Directions:
(a) Answer these questions from the Cartier-Bresson text, one per line:
(i) Which newspaper ran the obituary that the text calls misleading?
(ii) In what year was "The Decisive Moment" published?
(iii) Whose last days and funeral appear in the only sequenced pictures in that book?
(b) Carry on the text about Cartier-Bresson's photographs, picking up after its final paragraph.

|
The New York Times obit was misleading. While certainly the headline describing the great photographer who died last August as an “Artist Who Used Lens” succinctly categorized Cartier-Bresson in the most general terms, the specifics that followed sloshed over his true contribution when it mentioned him specifically only as using his Leica to “bear witness to many of the 20 th century's biggest events, from the Spanish Civil War to the German Occupation of France to the partition of India to the Chinese revolution to the French student uprisings of 1968.
Yes he was there and yes, he took pictures, but “bearing witness” may lead you to conclude he produced cohesive sequenced magazine-style picture stories of these events with layouts in mind. Generally not so.
Open any of the many picture book collections of his photographs and you will be startled to discover that seldom do two photographs have any direct connection with each other. Each stands by itself. “These photographs taken at random by a wandering camera do not in any way attempt to give a general picture of any of the countries in which that camera has been at large.” So wrote Cartier-Bresson in the introduction to his monumental 1952 book “The Decisive Moment.”
The sole sequenced pictures therein are of Mahatma Gandhi's last days and funeral, taken after Cartier-Bresson had learned from his fellow Magnum photographers the makings of a picture story, a financial necessity for the struggling young picture agency. The people and places of photographs in his later books such as “The Europeans” and “The People of Moscow” have no direct connection with each other. (In the Decisive Moment introduction, Cartier-Bresson excoriates the compromises necessary in the producing of magazine pictures stories remarking “there are other ways of communicating our photographs than through publication in magazines. Exhibitions, for instance; and the book form, which is almost a form of permanent exhibition.”).

Available data:
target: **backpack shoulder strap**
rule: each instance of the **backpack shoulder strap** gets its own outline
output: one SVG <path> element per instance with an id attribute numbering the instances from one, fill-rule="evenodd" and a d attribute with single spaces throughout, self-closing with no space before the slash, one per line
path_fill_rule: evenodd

Answers for this exercise:
(a)
(i) The New York Times
(ii) 1952
(iii) Mahatma Gandhi's

(b)
And it is in Cartier-Bresson's books (or in exhibitions when they occur) that you will discover the true Cartier-Bresson, individual picture by picture. And you will come to the startling realization that he is a fellow amateur photographer taking individual snapshots just as you and I would.
How seldom the pictures show historical events or known personages. Most often they are of ordinary people in locations we might be ourselves. In his later books, Cartier-Bresson often shortens his captions to a single line, indicating the general location, but totally ignoring the people and the event he has photographed. You are expected to concentrate on the photographs themselves. Most show incredible compositional balance. Stark stairways connect subjects, three-dimensional, jagged shadows and brilliant sunlit walls frame a distant central figure of a fleeing woman. An office worker at right, peering around a corner surely is looking at a woman who only appears in the picture as a high-heeled leg entering the office from the far left. Again and again he surprises us and shames us with what he has seen and recorded—and what we have missed ourselves by not paying attention to what is around us, not being patient enough to find the right angle and framing and not waiting for the precise right moment.